### TASK
Copy every one of the entries below word for word, leaving out the pictures.

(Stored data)
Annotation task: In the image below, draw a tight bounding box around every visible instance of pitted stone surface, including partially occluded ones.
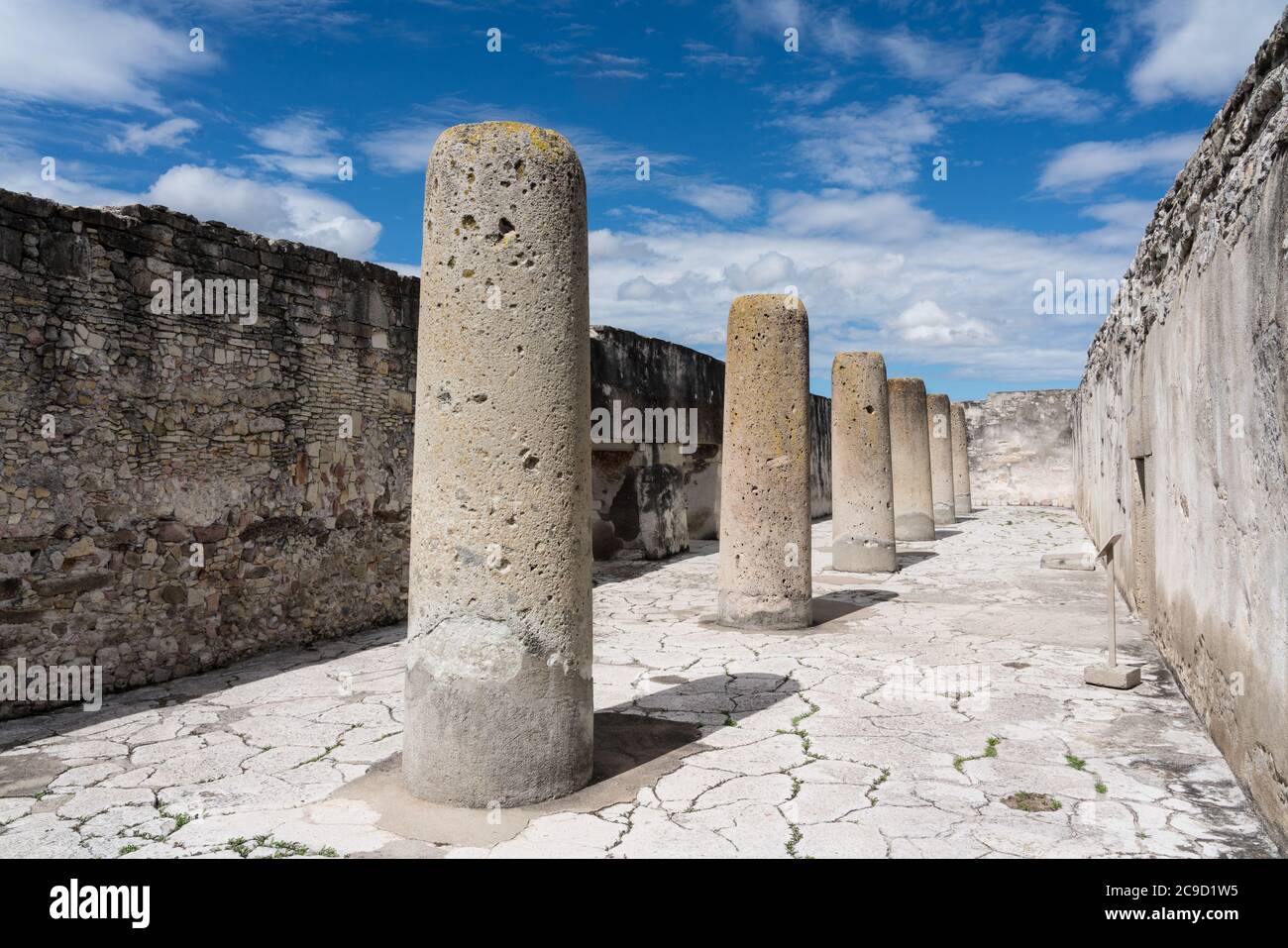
[888,378,935,540]
[403,123,593,806]
[0,507,1275,858]
[717,293,812,629]
[949,402,973,516]
[832,352,898,574]
[926,394,957,526]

### COMPLETED TASK
Annotation task: In the image below, draw a tight bounding box around every visible instance of pitted stone surface, including partially occluded ones.
[888,378,935,540]
[403,123,593,806]
[0,507,1275,858]
[717,293,812,629]
[949,402,973,516]
[832,352,898,574]
[926,394,957,526]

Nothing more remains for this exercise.